- EXERCISE AIM:
Exactly as written, return every line of the data below apart from the pictures.

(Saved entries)
--- START ---
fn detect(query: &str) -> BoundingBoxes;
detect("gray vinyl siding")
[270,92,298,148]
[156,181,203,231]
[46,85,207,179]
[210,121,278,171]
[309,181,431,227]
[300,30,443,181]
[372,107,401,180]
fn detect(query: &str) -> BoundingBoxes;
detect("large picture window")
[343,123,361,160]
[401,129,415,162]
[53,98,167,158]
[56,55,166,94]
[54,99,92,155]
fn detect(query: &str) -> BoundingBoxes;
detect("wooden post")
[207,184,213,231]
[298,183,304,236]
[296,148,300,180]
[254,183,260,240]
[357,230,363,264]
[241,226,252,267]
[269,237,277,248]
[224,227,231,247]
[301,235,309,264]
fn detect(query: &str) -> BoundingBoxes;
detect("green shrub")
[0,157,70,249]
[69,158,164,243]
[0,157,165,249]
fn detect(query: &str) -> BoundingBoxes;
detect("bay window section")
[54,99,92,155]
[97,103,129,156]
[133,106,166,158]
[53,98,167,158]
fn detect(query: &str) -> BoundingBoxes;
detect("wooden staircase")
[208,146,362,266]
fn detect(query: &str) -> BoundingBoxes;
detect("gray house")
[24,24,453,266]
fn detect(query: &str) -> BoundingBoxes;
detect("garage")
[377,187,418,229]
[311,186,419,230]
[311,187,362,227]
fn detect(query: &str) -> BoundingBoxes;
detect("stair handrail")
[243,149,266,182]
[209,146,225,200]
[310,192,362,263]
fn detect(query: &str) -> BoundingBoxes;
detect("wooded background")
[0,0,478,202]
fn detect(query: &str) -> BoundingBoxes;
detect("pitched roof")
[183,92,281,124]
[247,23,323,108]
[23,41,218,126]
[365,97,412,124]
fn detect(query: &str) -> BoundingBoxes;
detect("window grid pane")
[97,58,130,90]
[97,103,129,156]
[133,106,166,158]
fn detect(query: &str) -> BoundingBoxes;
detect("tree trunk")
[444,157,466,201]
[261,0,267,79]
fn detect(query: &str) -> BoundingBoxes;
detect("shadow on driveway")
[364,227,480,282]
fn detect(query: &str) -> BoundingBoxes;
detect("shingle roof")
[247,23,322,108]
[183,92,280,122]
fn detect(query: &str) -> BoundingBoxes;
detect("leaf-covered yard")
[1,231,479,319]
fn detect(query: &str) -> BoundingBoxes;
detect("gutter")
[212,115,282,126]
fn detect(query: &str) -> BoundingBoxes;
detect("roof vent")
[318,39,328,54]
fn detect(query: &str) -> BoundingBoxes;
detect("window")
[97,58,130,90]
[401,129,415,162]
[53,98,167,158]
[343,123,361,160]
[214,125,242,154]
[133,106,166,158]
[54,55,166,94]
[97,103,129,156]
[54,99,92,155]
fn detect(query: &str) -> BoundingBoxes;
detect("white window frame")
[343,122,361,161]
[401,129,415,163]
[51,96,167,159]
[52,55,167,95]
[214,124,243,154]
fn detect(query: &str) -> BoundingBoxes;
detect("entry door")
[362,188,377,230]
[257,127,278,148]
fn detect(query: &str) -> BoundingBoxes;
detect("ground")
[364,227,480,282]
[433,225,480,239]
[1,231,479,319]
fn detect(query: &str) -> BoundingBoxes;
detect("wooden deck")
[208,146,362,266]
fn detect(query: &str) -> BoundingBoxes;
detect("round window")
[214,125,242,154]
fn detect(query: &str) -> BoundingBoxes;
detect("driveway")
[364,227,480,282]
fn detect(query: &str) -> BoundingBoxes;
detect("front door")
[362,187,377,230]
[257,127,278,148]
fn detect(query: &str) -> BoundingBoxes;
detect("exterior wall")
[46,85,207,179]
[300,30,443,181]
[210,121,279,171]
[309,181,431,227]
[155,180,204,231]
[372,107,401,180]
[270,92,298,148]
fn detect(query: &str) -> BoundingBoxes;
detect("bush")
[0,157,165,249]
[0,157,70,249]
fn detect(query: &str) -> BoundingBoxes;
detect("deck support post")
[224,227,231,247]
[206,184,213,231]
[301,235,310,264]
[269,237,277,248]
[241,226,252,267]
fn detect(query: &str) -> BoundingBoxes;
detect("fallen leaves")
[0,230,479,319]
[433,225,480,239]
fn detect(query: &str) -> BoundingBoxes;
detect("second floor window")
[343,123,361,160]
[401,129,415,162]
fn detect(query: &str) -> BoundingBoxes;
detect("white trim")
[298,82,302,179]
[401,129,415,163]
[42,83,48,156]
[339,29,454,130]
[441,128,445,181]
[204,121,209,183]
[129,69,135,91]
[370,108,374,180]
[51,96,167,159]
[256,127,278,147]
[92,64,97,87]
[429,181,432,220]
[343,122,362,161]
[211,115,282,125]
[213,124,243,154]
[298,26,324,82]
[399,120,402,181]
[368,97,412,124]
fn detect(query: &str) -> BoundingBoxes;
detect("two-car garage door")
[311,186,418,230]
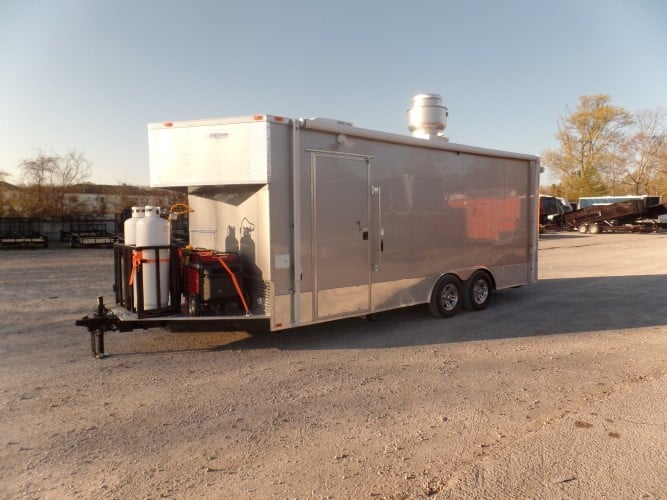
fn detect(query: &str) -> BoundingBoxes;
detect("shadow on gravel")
[194,273,667,353]
[539,232,590,240]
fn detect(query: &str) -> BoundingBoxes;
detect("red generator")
[181,250,247,316]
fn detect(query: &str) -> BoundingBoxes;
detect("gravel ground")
[1,233,666,499]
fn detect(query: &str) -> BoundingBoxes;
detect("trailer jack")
[75,296,119,359]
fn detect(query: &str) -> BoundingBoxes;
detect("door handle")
[357,221,369,240]
[372,185,383,270]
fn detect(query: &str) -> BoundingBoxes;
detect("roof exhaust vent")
[407,93,448,140]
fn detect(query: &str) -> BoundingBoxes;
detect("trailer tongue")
[76,244,270,358]
[76,95,541,357]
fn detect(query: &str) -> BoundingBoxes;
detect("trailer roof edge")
[147,114,539,162]
[300,117,539,162]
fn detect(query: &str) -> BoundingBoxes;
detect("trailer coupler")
[75,296,120,359]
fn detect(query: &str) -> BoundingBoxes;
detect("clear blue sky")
[1,0,665,186]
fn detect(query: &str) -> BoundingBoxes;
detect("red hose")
[216,256,249,314]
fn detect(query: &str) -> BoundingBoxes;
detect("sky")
[1,0,665,186]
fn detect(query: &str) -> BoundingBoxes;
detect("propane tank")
[135,206,170,310]
[123,206,145,245]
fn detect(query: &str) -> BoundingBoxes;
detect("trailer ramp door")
[311,153,371,319]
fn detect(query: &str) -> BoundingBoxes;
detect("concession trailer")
[77,94,541,357]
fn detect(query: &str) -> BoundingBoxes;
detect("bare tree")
[18,150,92,217]
[621,108,667,195]
[599,144,628,196]
[56,150,92,186]
[53,150,92,216]
[0,170,10,216]
[116,182,137,213]
[659,142,667,196]
[18,153,60,217]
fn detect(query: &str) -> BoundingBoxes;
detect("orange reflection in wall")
[448,197,521,241]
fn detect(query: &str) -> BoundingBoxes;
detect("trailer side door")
[311,153,371,319]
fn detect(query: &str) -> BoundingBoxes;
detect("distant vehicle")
[540,195,560,225]
[539,195,571,226]
[577,195,660,210]
[565,198,667,234]
[556,197,574,214]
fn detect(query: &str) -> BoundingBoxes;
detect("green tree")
[542,94,632,201]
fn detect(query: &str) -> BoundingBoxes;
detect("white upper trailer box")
[147,95,540,331]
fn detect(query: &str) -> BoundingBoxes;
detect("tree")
[600,144,627,196]
[620,108,667,195]
[542,94,632,200]
[0,170,10,216]
[116,182,138,213]
[18,150,92,217]
[18,153,59,217]
[52,151,92,215]
[659,142,667,197]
--- END ---
- PROBLEM SOLUTION:
fn detect(query: &str) -> BoundingBoxes;
detect("gray vinyl siding")
[270,92,298,148]
[156,181,203,231]
[46,85,207,179]
[210,121,278,171]
[309,181,431,227]
[300,30,443,181]
[372,107,401,180]
fn detect(query: &str) -> BoundingBoxes;
detect("large picture window")
[343,123,361,160]
[401,129,415,162]
[53,98,167,158]
[56,55,166,94]
[54,99,92,155]
fn detect(query: &str) -> BoundingBoxes;
detect("wooden post")
[207,184,213,231]
[298,183,304,236]
[296,148,300,180]
[254,183,260,240]
[357,230,363,264]
[241,226,252,267]
[269,237,277,248]
[224,227,231,247]
[301,235,309,264]
fn detect(query: &str) -> BoundingBoxes;
detect("green shrub")
[0,157,70,249]
[69,158,164,243]
[0,157,165,249]
fn detect(query: &str) -> BoundingBoxes;
detect("bay window section")
[54,99,92,155]
[97,103,129,156]
[133,106,166,158]
[53,98,167,158]
fn detect(query: &str) -> BoundingBoxes;
detect("wooden staircase")
[208,146,362,266]
fn detect(query: &str) -> BoundingBoxes;
detect("gray house")
[24,24,453,266]
fn detect(query: &str) -> BoundingBoxes;
detect("garage")
[377,187,418,229]
[311,186,419,230]
[311,187,362,227]
fn detect(query: &str) -> BoundingBoxes;
detect("stair handrail")
[243,149,266,182]
[209,146,225,200]
[310,192,362,263]
fn detect(query: &str) -> BoundingBoxes;
detect("wooded background")
[0,0,478,202]
fn detect(query: &str) -> BoundingBoxes;
detect("pitched roof")
[183,92,281,124]
[247,23,323,108]
[23,41,218,126]
[365,97,412,124]
fn detect(query: &str) -> BoundingBoxes;
detect("window grid pane")
[97,58,130,90]
[97,103,129,156]
[133,106,166,158]
fn detect(query: &str) -> BoundingBoxes;
detect("tree trunk")
[444,157,466,201]
[261,0,267,79]
fn detect(query: &str) -> BoundingBoxes;
detect("shadow on driveway")
[364,227,480,282]
fn detect(query: &str) -> BoundingBoxes;
detect("shingle roof")
[247,23,322,108]
[183,92,280,122]
fn detect(query: &str) -> BoundingBoxes;
detect("leaf-covered yard")
[1,231,479,319]
fn detect(query: &str) -> BoundingBoxes;
detect("gutter")
[212,115,282,126]
fn detect(query: &str) -> BoundingBoxes;
detect("roof vent")
[318,39,328,54]
fn detect(query: &str) -> BoundingBoxes;
detect("window")
[97,58,130,90]
[401,129,415,162]
[53,98,167,158]
[343,123,361,160]
[214,125,242,154]
[133,106,166,158]
[54,55,166,94]
[97,103,129,156]
[54,99,92,155]
fn detect(query: &str) -> BoundingBoxes;
detect("white window frame")
[343,122,361,161]
[401,129,415,163]
[51,96,167,159]
[52,55,167,95]
[214,124,243,154]
fn detect(query: &str) -> BoundingBoxes;
detect("entry door")
[362,188,377,230]
[257,127,278,148]
fn detect(query: &str) -> BoundingBoxes;
detect("ground")
[364,227,480,282]
[433,225,480,239]
[1,231,479,319]
fn detect(query: &str) -> BoundingBoxes;
detect("wooden deck")
[208,146,362,266]
fn detect(query: &str) -> BoundingBoxes;
detect("round window")
[214,125,242,154]
fn detect(query: &str) -> BoundingBoxes;
detect("driveway")
[364,227,480,282]
fn detect(query: &str) -> BoundingBoxes;
detect("front door")
[362,187,377,230]
[257,127,278,148]
fn detect(query: &str) -> BoundingBoxes;
detect("exterior wall")
[46,85,207,179]
[300,30,443,181]
[210,121,279,171]
[309,181,431,227]
[155,180,204,231]
[372,107,401,180]
[270,92,298,148]
fn detect(query: &str) -> BoundingBoxes;
detect("bush")
[0,157,165,249]
[0,157,70,249]
fn detect(query: &str) -> BoundingBoxes;
detect("deck support post")
[224,227,231,247]
[206,184,213,231]
[301,235,310,264]
[269,237,277,248]
[241,226,252,267]
fn detect(query: &str) -> BoundingBoxes;
detect("fallen leaves")
[0,230,479,319]
[433,225,480,239]
fn detect(query: &str) -> BoundingBoxes;
detect("second floor window")
[343,123,361,160]
[401,129,415,162]
fn detect(query: &str) -> BoundingBoxes;
detect("white trim")
[298,82,302,179]
[401,129,415,163]
[42,83,48,156]
[339,29,454,130]
[441,128,445,181]
[204,121,209,183]
[129,69,135,91]
[370,108,374,180]
[51,96,167,159]
[256,127,278,147]
[92,64,97,87]
[429,181,432,220]
[343,122,362,161]
[211,115,282,125]
[213,124,243,154]
[298,26,324,82]
[399,120,402,181]
[368,97,412,124]
fn detect(query: &str) -> BoundingBoxes;
detect("two-car garage door")
[311,186,418,230]
fn detect(query: &str) -> BoundingBoxes;
detect("shadow on gravel")
[194,273,667,353]
[539,232,590,240]
fn detect(query: &str) -> BoundingBoxes;
detect("red generator")
[181,250,247,316]
fn detect(query: &str) -> BoundingBoxes;
detect("gravel ground")
[1,233,666,499]
fn detect(query: &str) -> BoundingBoxes;
detect("trailer jack")
[75,296,119,359]
fn detect(query: &str) -> BoundingBoxes;
detect("door handle")
[357,221,369,240]
[372,185,383,270]
fn detect(query: &str) -> BoundingBoxes;
detect("roof exhaust vent")
[407,93,448,140]
fn detect(query: &str) -> BoundingBoxes;
detect("trailer tongue")
[76,244,270,358]
[76,95,541,357]
fn detect(query: &str) -> BoundingBoxes;
detect("trailer roof edge")
[147,114,539,162]
[300,117,539,162]
fn detect(query: &str) -> BoundingBoxes;
detect("trailer coupler")
[75,296,120,359]
fn detect(query: &str) -> BoundingBoxes;
detect("clear blue sky")
[1,0,665,186]
fn detect(query: &str) -> BoundingBoxes;
detect("red hose")
[216,256,249,314]
fn detect(query: &str) -> BoundingBoxes;
detect("sky")
[1,0,665,186]
fn detect(query: &str) -> BoundingBoxes;
detect("propane tank")
[135,206,170,310]
[123,206,145,245]
fn detect(query: &str) -> BoundingBoxes;
detect("trailer ramp door")
[311,153,371,319]
fn detect(query: &str) -> BoundingBoxes;
detect("concession trailer")
[77,94,541,357]
fn detect(query: &str) -> BoundingBoxes;
detect("bare tree")
[18,150,92,217]
[621,108,667,195]
[599,144,628,196]
[56,150,92,186]
[53,150,92,216]
[0,170,10,216]
[116,182,137,213]
[659,142,667,196]
[18,153,60,217]
fn detect(query: &str) -> BoundingBoxes;
detect("orange reflection in wall")
[448,197,521,241]
fn detect(query: &str) -> BoundingBoxes;
detect("trailer side door")
[311,153,371,319]
fn detect(query: &str) -> BoundingBoxes;
detect("distant vehicle")
[540,195,560,225]
[539,195,571,226]
[577,195,660,210]
[565,198,667,234]
[556,197,574,214]
fn detect(query: &str) -> BoundingBoxes;
detect("green tree")
[542,94,632,201]
fn detect(query: &str) -> BoundingBoxes;
detect("white upper trailer box")
[147,95,540,331]
fn detect(query: &str) -> BoundingBoxes;
detect("tree")
[600,144,627,196]
[620,108,667,195]
[542,94,632,200]
[0,170,10,216]
[116,182,138,213]
[18,150,92,217]
[18,153,59,217]
[52,151,92,215]
[659,142,667,197]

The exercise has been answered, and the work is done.